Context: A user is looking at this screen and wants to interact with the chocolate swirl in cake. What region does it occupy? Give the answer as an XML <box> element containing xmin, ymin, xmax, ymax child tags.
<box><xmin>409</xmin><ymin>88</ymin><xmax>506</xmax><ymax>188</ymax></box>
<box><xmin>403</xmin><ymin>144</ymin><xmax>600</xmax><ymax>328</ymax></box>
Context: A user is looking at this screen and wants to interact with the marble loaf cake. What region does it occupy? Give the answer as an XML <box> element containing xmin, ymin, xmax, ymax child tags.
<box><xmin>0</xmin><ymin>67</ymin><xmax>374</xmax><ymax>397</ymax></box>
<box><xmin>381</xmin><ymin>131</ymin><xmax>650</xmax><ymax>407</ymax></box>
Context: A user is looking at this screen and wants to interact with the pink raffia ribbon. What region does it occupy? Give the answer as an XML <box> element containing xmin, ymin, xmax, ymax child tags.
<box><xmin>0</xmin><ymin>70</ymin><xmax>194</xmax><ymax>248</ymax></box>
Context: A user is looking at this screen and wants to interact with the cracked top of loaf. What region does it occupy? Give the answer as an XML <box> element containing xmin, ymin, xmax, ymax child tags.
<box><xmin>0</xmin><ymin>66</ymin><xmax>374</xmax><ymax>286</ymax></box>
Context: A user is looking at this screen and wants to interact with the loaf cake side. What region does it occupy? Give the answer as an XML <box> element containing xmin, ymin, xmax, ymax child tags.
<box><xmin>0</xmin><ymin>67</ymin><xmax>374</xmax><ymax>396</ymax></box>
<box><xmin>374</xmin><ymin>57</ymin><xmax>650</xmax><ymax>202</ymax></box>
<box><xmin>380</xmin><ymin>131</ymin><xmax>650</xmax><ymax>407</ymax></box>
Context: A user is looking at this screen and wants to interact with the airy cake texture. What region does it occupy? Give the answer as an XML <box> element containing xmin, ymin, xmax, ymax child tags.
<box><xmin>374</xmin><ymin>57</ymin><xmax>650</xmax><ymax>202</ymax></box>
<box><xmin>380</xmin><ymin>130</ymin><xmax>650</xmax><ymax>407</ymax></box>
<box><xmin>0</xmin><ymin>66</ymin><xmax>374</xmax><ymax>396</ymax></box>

....

▶ **Tâche courte**
Combien de lignes ci-dessus contiennent le mot « side », en respectant la casse ? Indiquez seulement le nombre.

▶ **Solution de l'exercice**
1